__Yapılacaklar Listesi__.
1. Balyoz belgesi hakkındaki metne göre, ilgili fişleme raporunda AKP ifadesi kaç yerde geçmektedir?
2. Balyoz belgesi hakkındaki metni, son cümlesinin ardından gelecek biçimde devam ettiriniz.

Asli ya da orijinali ne demektir? Bir CD’den alinan ciktinin imzalanmis halidir. Burada durumun boyle olmadigini siz de kabul ediyorsunuz.
Esas sorun su ki, daha secimler olmadan son seklini alip imzalanmis bir belgenin (iddianamenin kendisine gore) AKP iktidari basa geldikten sonra hukumeti dusurmek icin hazirlanan Balyoz darbe planlarinin bir eki olmasi mumkun degil.
22 Ocak 2011 17:25
İlgili fişleme raporunda AKP’yi doğrdan ilgilendiren birçok bilgi bulunuyor. Belgede AKP ifadesi beş yerde geçiyor. AK Parti hükümete gelmeden çalışmaların başlamış olduğunu göstermez mi?
22 Ocak 2011 17:44
Ben o intibai almadim. Soz konusu olan AKP degil baska partiler de olsa yapilacak ve yapilmaya devam edilecek bir fisleme calismasi gibi geldi. Bu tur islerin legalitesi bir tarafa, polis olsun jandarma olsun kolluk kuvvetleri tarafindan yapilmalarini ve imza altina alinmalari icin soylenecek cok sey olabilir, hatta bunlarin ‘rutin’ gorulmeleri korkunc da gelebilir bize ama genelde devlet duzenimiz ve aliskanliklar yargilanmiyor bu davada. Arzu edilen donusumun konusu zaten o, o konuda blog yazarlari da yorumcular da mutabik benim anladigim. Adli degil siyasi bir konu o buyuk olcude ve araclari da bildigimiz ve islemelerini arzu ettigimiz siyaset araclari olacak herhalde.
Bence bu baglamda iste imzalisi bulundu diye ortaya cikilacak bir belge degil bu. Baska acidan bakilinca devlet gorevlilerinin ve kurumlarinin neler yaptiklarini bize gostermesi manidar tabii.
22 Ocak 2011 17:59
Bulent Bey’in soylediklerine katiliyoruz.
22 Ocak 2011 16:52
Salih Bey kardeşim;
Balyozun ıslak imzalı belgesi bulundu ne demek?
11 no.lu CD’de (son kez) 04.02.2003’de kaydedilmiş bir Word dosyasının aynı veya sonraki tarihte yazıcı çıktısının alınması demek biiir.
Çıktının sayfa düzeninin ve yazılarının birebir imzalı belge ile aynı olması gerek ikiiii.
Tarih olarak imzalı belge önce hazırlanmış, balyozdaki word belgesinin çıktısı olamaz.
Sayfa düzenine bakarsak gerçek belge 3 sayfa, word belgesi 5 sayfa ayrıca ilk bakışta başlıklar aynı değil. (Takip için samanyolu Haber‘e bakınız)
Yani 11 no.lu CD deki belgenin imzalı çıktısı değil. Ne o halde? dediğiniz gibi işe uygun görülen gerçek bir belge 11 no.lu CD ye tekrar yazılarak kopyalanmış ve suç üretimi yapılmış.

__Çıkarılan Kayıtlar__.
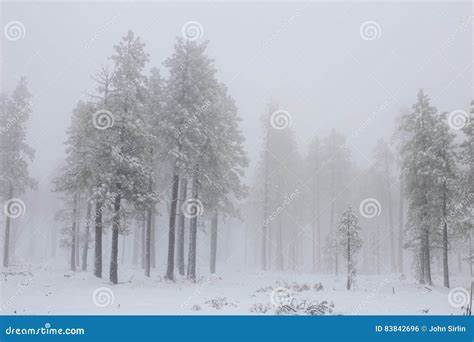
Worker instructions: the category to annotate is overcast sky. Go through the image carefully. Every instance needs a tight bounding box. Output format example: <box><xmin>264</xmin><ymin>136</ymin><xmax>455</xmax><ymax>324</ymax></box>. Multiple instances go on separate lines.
<box><xmin>1</xmin><ymin>1</ymin><xmax>473</xmax><ymax>190</ymax></box>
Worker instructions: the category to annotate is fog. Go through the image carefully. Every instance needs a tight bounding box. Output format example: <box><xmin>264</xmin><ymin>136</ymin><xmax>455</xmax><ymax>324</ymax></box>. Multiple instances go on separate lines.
<box><xmin>0</xmin><ymin>0</ymin><xmax>473</xmax><ymax>314</ymax></box>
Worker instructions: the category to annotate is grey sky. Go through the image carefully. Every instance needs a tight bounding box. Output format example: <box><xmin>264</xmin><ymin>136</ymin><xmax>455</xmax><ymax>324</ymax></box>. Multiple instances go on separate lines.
<box><xmin>1</xmin><ymin>1</ymin><xmax>473</xmax><ymax>186</ymax></box>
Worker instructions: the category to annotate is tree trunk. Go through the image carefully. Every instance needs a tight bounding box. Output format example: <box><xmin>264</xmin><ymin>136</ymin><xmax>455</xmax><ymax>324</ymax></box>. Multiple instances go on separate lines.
<box><xmin>71</xmin><ymin>195</ymin><xmax>77</xmax><ymax>272</ymax></box>
<box><xmin>347</xmin><ymin>223</ymin><xmax>352</xmax><ymax>291</ymax></box>
<box><xmin>210</xmin><ymin>209</ymin><xmax>218</xmax><ymax>274</ymax></box>
<box><xmin>177</xmin><ymin>177</ymin><xmax>188</xmax><ymax>275</ymax></box>
<box><xmin>316</xmin><ymin>175</ymin><xmax>322</xmax><ymax>272</ymax></box>
<box><xmin>166</xmin><ymin>164</ymin><xmax>179</xmax><ymax>280</ymax></box>
<box><xmin>187</xmin><ymin>167</ymin><xmax>198</xmax><ymax>281</ymax></box>
<box><xmin>82</xmin><ymin>201</ymin><xmax>92</xmax><ymax>271</ymax></box>
<box><xmin>145</xmin><ymin>209</ymin><xmax>152</xmax><ymax>277</ymax></box>
<box><xmin>443</xmin><ymin>187</ymin><xmax>449</xmax><ymax>288</ymax></box>
<box><xmin>385</xmin><ymin>171</ymin><xmax>397</xmax><ymax>273</ymax></box>
<box><xmin>3</xmin><ymin>184</ymin><xmax>13</xmax><ymax>267</ymax></box>
<box><xmin>398</xmin><ymin>181</ymin><xmax>405</xmax><ymax>273</ymax></box>
<box><xmin>424</xmin><ymin>228</ymin><xmax>433</xmax><ymax>285</ymax></box>
<box><xmin>140</xmin><ymin>215</ymin><xmax>147</xmax><ymax>269</ymax></box>
<box><xmin>262</xmin><ymin>146</ymin><xmax>269</xmax><ymax>271</ymax></box>
<box><xmin>94</xmin><ymin>200</ymin><xmax>102</xmax><ymax>278</ymax></box>
<box><xmin>132</xmin><ymin>219</ymin><xmax>141</xmax><ymax>266</ymax></box>
<box><xmin>311</xmin><ymin>175</ymin><xmax>316</xmax><ymax>272</ymax></box>
<box><xmin>110</xmin><ymin>188</ymin><xmax>122</xmax><ymax>284</ymax></box>
<box><xmin>277</xmin><ymin>215</ymin><xmax>285</xmax><ymax>271</ymax></box>
<box><xmin>419</xmin><ymin>245</ymin><xmax>426</xmax><ymax>284</ymax></box>
<box><xmin>150</xmin><ymin>211</ymin><xmax>156</xmax><ymax>268</ymax></box>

__Yanıtlar__.
1. Beş yerde.

2.
Hadi buda bonus olsun: Balyoz AKP Hükümetini deviren sözde bir darbe planı, ama içerikte AKP, İrtica, malum gazeteleri okur, mesai içinde namaz kılar gibi fişleme bilgileri yok. Yani darbe planı ile içerik açısından hiçde uyumlu değil.
Bu bir sahteciliktir.
22 Ocak 2011 17:11
“Balyoz AKP Hükümetini deviren sözde bir darbe planı, ama içerikte AKP, İrtica, malum gazeteleri okur, mesai içinde namaz kılar gibi fişleme bilgileri yok. Yani darbe planı ile içerik açısından hiçde uyumlu değil.” diye belirtmişsiniz. Belgede geçen AKP ile ilgili bilgileri paylaşıyorum. Daha dikkatli baktığınızda göreceksiniz.
Sıralamaya ve konu başlıklarına belgeden bakabilirsiniz.
6 Gemlik Mehmet TURGUT Belediye Başkanı CHP İlk gençlik yılı CHP’den başlıyor, sonra DYP’ye daha sonra SP’sine en son AKP’ye geçmiştir. Ancak nerede menfaati varsa oraya geçer.
16 İnegöl Salih ŞAHİN Tahtakörü Bld. Bşk. AKP Emekli komiserdir. Önceden SP’li İnegöl Belediyesi AK partili olduğu için araları iyidir.
18 İnegöl Bekir KAHYAOĞLU Cerrah Bld. Bşk. AKP Eski muhtardır. İnegöl ilçesinde müteahhitlik yapar hizmet götürmek için gayretlidir.daha önce SP’li dir.
23 İznik Ali AKBULUT Boyalıca Bld. Bşk. SP Dini ön planda tutar garibanın yanında yer alır,bölgede halkın desteğini kaybetmiş durumda olup AKP’ye geçmiştir.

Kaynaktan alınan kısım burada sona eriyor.